--- Alıntı metin ---
□ □ □ □ □

Kabinede revizyon isteği
Abone olErdoğan, MÜSİAD Yönetim Kurulu'nu kabul etti. Toplantıda MÜSİAD heyeti Erdoğan'dan kabine revizyonu istedi.
Başbakan Recep Tayyip Erdoğan, MÜSİAD Yönetim Kurulu
Başkanı Ömer Cihat Vardan'ı ve beraberindeki heyeti kabul etti.
MÜSİAD heyeti, Başbakan Erdoğan'a 'Kriz ortamında ekonominin
sağlamlaştırılması için değerlendirme ve öneriler' başlığı altında
bir rapor sundu.
Raporda, AK Parti hakkında açılan kapatma davası sonrasında yeni belirsizliklere mahal verilmemesi gerektiğine işaret edilerek, "Ekonomide ve genel olarak yönetişimde yeni beklentiler oluşturulmalıdır. Bu meyanda beklenti dahiline giren kabine revizyonu ile tutarlı ve somut bir reform takvimi açıklaması anlamlı olabilir. Muhtemel bir kabine revizyonu durumunda, ilgili birtakım bakanlıklara üretim, Ar-Ge, Ür-Ge alanlarını yakından bilen, ürerimden gelen mühendislerin atanması çok faydalı olacaktır. Böylece 'ekonomi ağırlıklı olarak parasal ve mali politikalarla idare ediliyor, somut bir üretim vizyon ve stratejisi eksik' şeklindeki bazı eleştirilerin önüne geçilecektir." ifadesi kullanıldı.
Türkiye'yi tehdit eden dışarıdaki belirsizlik, iki koldan derinleştiğine vurgulanan raporda, dış belirsizliğin bir ayağında küresel finansal krizi, diğer ayağında ise tümüyle Türkiye çevresinde derinleşmekte olan küresel güç mücadelesinin olduğu vurgulandı. Türkiye, yaşanan küresel bozulma ortamında yoluna yüksek cari açık, enflasyon, faiz, işsizlik ve düşük büyüme gibi bir dizi sıkıntılar içinde bulunduğu belirtilen raporda, "Yüksek girdi maliyetleri, kurun düzeyi ve istikrarsızlığı, verimlilikteki yavaşlama, endüstriler düzeyinde devam eden yenilikçilik ve ürün çeşitliliğindeki kısırlık, şirketlerin kurumsal ve yapısal sorunları nedeniyle Türkiye rekabette zorlanmaktadır. Bu sorunların bir çoğu dünyanın da boğuştuğu türdendir. "denildi.

□ □ □ □ □

Bir etiketleme koleksiyonundan kayıtlar
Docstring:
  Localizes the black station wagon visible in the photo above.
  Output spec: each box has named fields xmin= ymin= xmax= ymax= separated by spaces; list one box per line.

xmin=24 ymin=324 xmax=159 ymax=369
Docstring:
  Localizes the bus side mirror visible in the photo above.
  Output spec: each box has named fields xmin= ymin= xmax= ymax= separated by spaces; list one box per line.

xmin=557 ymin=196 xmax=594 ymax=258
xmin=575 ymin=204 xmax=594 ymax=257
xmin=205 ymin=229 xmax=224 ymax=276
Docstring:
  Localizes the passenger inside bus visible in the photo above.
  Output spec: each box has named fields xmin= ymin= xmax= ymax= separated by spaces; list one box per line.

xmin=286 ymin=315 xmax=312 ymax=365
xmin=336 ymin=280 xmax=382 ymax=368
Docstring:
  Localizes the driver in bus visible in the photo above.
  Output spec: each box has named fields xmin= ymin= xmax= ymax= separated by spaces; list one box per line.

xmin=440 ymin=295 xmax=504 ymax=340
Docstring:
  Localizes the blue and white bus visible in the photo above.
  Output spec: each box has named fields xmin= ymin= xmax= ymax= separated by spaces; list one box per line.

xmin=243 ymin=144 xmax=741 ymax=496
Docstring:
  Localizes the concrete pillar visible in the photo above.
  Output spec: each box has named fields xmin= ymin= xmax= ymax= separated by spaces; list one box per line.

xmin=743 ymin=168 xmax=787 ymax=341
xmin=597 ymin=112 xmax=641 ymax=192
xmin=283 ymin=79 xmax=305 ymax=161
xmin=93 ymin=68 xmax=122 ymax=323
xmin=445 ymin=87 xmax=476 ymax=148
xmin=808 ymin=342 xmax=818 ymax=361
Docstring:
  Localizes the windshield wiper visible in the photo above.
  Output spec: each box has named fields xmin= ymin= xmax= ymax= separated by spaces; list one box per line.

□ □ □ □ □

--- Görev A ---
MÜSİAD'ın kabine revizyonu isteğine dair haberde, heyetin Başbakan Erdoğan'a sunduğu raporun başlığı nedir?
--- Görev B ---
Yukarıdaki kayıtların tamamını düzenleyin: "Localizes" geçen her yere "Locates" yazın, geri kalan her şeyi aynen bırakın.
Bu kayıtların metinle hiçbir ilgisi yoktur.

--- Örnek cevap A ---
'Kriz ortamında ekonominin sağlamlaştırılması için değerlendirme ve öneriler'

--- Örnek cevap B ---
Docstring:
  Locates the black station wagon visible in the photo above.
  Output spec: each box has named fields xmin= ymin= xmax= ymax= separated by spaces; list one box per line.

xmin=24 ymin=324 xmax=159 ymax=369
Docstring:
  Locates the bus side mirror visible in the photo above.
  Output spec: each box has named fields xmin= ymin= xmax= ymax= separated by spaces; list one box per line.

xmin=557 ymin=196 xmax=594 ymax=258
xmin=575 ymin=204 xmax=594 ymax=257
xmin=205 ymin=229 xmax=224 ymax=276
Docstring:
  Locates the passenger inside bus visible in the photo above.
  Output spec: each box has named fields xmin= ymin= xmax= ymax= separated by spaces; list one box per line.

xmin=286 ymin=315 xmax=312 ymax=365
xmin=336 ymin=280 xmax=382 ymax=368
Docstring:
  Locates the driver in bus visible in the photo above.
  Output spec: each box has named fields xmin= ymin= xmax= ymax= separated by spaces; list one box per line.

xmin=440 ymin=295 xmax=504 ymax=340
Docstring:
  Locates the blue and white bus visible in the photo above.
  Output spec: each box has named fields xmin= ymin= xmax= ymax= separated by spaces; list one box per line.

xmin=243 ymin=144 xmax=741 ymax=496
Docstring:
  Locates the concrete pillar visible in the photo above.
  Output spec: each box has named fields xmin= ymin= xmax= ymax= separated by spaces; list one box per line.

xmin=743 ymin=168 xmax=787 ymax=341
xmin=597 ymin=112 xmax=641 ymax=192
xmin=283 ymin=79 xmax=305 ymax=161
xmin=93 ymin=68 xmax=122 ymax=323
xmin=445 ymin=87 xmax=476 ymax=148
xmin=808 ymin=342 xmax=818 ymax=361
Docstring:
  Locates the windshield wiper visible in the photo above.
  Output spec: each box has named fields xmin= ymin= xmax= ymax= separated by spaces; list one box per line.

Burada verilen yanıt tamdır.